What you are asked to do:
Pick out every line in the material below that contains the word "floor". Copy each of those lines without changing it.

* start Record list *

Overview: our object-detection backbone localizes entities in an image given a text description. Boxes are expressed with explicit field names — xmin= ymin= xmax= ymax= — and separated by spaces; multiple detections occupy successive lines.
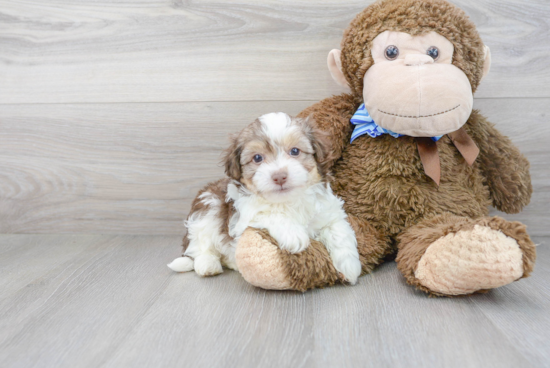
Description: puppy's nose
xmin=405 ymin=54 xmax=434 ymax=66
xmin=271 ymin=170 xmax=288 ymax=185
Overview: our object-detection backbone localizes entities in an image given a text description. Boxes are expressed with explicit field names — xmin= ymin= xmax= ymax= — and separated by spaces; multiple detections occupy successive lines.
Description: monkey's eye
xmin=384 ymin=45 xmax=399 ymax=60
xmin=426 ymin=46 xmax=439 ymax=60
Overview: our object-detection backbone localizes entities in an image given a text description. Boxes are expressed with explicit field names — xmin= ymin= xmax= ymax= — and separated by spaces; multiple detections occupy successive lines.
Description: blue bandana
xmin=350 ymin=103 xmax=443 ymax=143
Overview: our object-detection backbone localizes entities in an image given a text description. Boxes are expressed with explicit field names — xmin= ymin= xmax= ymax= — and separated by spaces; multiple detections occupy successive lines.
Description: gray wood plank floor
xmin=0 ymin=0 xmax=550 ymax=103
xmin=0 ymin=98 xmax=550 ymax=235
xmin=0 ymin=235 xmax=550 ymax=368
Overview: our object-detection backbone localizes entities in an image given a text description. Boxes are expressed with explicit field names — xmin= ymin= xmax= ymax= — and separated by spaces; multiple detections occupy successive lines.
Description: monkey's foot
xmin=397 ymin=215 xmax=536 ymax=295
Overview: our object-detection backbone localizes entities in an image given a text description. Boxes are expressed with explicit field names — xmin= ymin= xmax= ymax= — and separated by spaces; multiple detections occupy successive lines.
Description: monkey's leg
xmin=396 ymin=213 xmax=536 ymax=296
xmin=236 ymin=216 xmax=389 ymax=291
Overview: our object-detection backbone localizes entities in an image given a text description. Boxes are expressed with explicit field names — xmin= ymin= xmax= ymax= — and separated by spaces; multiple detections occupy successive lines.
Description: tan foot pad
xmin=415 ymin=225 xmax=523 ymax=295
xmin=236 ymin=229 xmax=291 ymax=290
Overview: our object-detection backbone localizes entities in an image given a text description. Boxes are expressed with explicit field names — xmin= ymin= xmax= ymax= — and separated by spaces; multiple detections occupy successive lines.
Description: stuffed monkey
xmin=237 ymin=0 xmax=536 ymax=296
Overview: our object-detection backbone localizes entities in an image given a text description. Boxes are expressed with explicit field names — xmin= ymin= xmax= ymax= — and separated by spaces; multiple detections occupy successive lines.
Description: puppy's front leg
xmin=318 ymin=219 xmax=361 ymax=285
xmin=263 ymin=216 xmax=309 ymax=253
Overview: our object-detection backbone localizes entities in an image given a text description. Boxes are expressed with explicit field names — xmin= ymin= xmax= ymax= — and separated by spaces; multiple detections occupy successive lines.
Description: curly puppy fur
xmin=284 ymin=0 xmax=535 ymax=295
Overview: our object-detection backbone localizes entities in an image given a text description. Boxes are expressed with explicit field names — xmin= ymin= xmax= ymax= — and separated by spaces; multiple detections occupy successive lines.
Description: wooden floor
xmin=0 ymin=235 xmax=550 ymax=368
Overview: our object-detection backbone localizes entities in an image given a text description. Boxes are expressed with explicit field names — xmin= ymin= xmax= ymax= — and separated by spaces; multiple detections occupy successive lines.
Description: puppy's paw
xmin=167 ymin=257 xmax=193 ymax=272
xmin=276 ymin=229 xmax=309 ymax=253
xmin=333 ymin=254 xmax=361 ymax=285
xmin=195 ymin=254 xmax=223 ymax=276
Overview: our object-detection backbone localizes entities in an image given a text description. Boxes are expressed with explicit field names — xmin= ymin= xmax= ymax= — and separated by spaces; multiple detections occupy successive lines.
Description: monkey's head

* end Record list *

Solution:
Description: gray wood plank floor
Description: wooden floor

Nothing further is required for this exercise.